##### GIVEN DATA

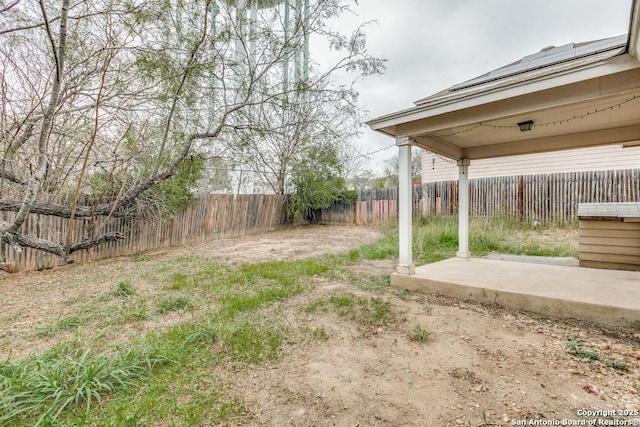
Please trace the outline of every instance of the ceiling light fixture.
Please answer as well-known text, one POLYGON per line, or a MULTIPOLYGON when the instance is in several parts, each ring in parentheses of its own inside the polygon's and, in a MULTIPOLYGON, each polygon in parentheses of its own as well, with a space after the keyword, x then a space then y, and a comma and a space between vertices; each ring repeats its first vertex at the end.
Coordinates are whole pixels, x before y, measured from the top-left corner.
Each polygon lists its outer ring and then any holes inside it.
POLYGON ((533 120, 527 120, 526 122, 518 123, 518 127, 520 128, 520 132, 527 132, 533 129, 533 120))

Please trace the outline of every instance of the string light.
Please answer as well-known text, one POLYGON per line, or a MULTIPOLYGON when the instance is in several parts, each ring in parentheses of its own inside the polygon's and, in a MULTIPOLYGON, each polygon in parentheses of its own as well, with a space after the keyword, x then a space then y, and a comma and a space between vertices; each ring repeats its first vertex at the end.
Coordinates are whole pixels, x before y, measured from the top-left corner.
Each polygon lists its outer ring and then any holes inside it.
POLYGON ((433 134, 432 134, 432 135, 429 135, 429 137, 431 137, 431 138, 447 138, 447 137, 449 137, 449 136, 462 135, 462 134, 464 134, 464 133, 470 133, 470 132, 473 132, 474 130, 476 130, 476 129, 478 129, 479 127, 482 127, 482 126, 486 126, 486 125, 483 125, 482 123, 478 123, 478 124, 475 124, 475 125, 473 125, 472 127, 467 128, 467 129, 465 129, 465 130, 459 130, 459 131, 451 132, 451 133, 442 133, 442 134, 437 134, 437 135, 433 135, 433 134))
POLYGON ((378 148, 377 150, 370 151, 369 153, 360 154, 360 157, 363 157, 367 160, 371 160, 372 155, 380 153, 381 151, 388 150, 389 148, 393 148, 395 146, 396 146, 396 143, 394 142, 393 144, 387 145, 386 147, 378 148))
MULTIPOLYGON (((607 111, 612 111, 615 108, 621 108, 624 104, 627 104, 631 101, 634 101, 636 99, 640 98, 640 95, 634 95, 631 98, 628 98, 622 102, 619 102, 617 104, 612 104, 609 105, 607 107, 603 107, 603 108, 594 108, 593 110, 587 110, 586 113, 584 114, 578 114, 578 115, 573 115, 571 117, 567 117, 566 119, 560 119, 560 120, 553 120, 550 122, 545 122, 545 123, 534 123, 533 127, 534 128, 541 128, 541 127, 549 127, 549 126, 560 126, 563 125, 565 123, 570 123, 574 120, 581 120, 584 119, 585 117, 588 116, 593 116, 594 114, 599 114, 599 113, 604 113, 607 111)), ((512 130, 512 129, 517 129, 519 130, 518 125, 493 125, 491 123, 484 123, 484 122, 480 122, 480 123, 476 123, 473 126, 467 128, 467 129, 463 129, 463 130, 459 130, 459 131, 455 131, 455 132, 451 132, 451 133, 446 133, 446 134, 432 134, 429 135, 430 137, 435 137, 435 138, 446 138, 446 137, 450 137, 450 136, 456 136, 456 135, 462 135, 465 133, 470 133, 473 132, 474 130, 480 128, 480 127, 484 127, 484 128, 490 128, 490 129, 497 129, 497 130, 512 130)))
POLYGON ((433 151, 430 151, 430 153, 433 153, 438 159, 440 159, 441 161, 445 162, 445 163, 450 163, 452 165, 457 165, 458 162, 453 160, 453 159, 447 159, 446 157, 442 157, 440 154, 438 153, 434 153, 433 151))

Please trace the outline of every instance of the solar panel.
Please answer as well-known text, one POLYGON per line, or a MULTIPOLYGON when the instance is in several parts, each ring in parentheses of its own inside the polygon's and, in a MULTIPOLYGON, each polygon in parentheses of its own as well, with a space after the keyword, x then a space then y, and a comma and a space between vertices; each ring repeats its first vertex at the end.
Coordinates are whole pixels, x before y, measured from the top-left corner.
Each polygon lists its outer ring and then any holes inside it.
MULTIPOLYGON (((626 45, 627 35, 625 34, 617 37, 611 37, 608 39, 596 40, 593 42, 580 44, 578 46, 576 46, 574 43, 568 43, 558 47, 552 46, 532 55, 525 56, 520 61, 514 64, 498 68, 497 70, 491 71, 490 73, 482 75, 480 77, 476 77, 475 79, 467 80, 466 82, 453 85, 449 90, 456 91, 467 87, 476 86, 482 83, 487 83, 493 80, 498 80, 504 77, 513 76, 515 74, 526 73, 527 71, 537 70, 539 68, 559 64, 562 62, 568 62, 606 51, 620 50, 626 48, 626 45)), ((621 52, 622 51, 612 53, 618 54, 621 52)))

##########

ABOUT THIS EXERCISE: Copy each line from the data that features the string "every".

OUTPUT FOR THIS EXERCISE:
Please trace the outline of every instance of the ceiling light fixture.
Please trace the outline of every instance of the string light.
Please trace the outline of every instance of the solar panel.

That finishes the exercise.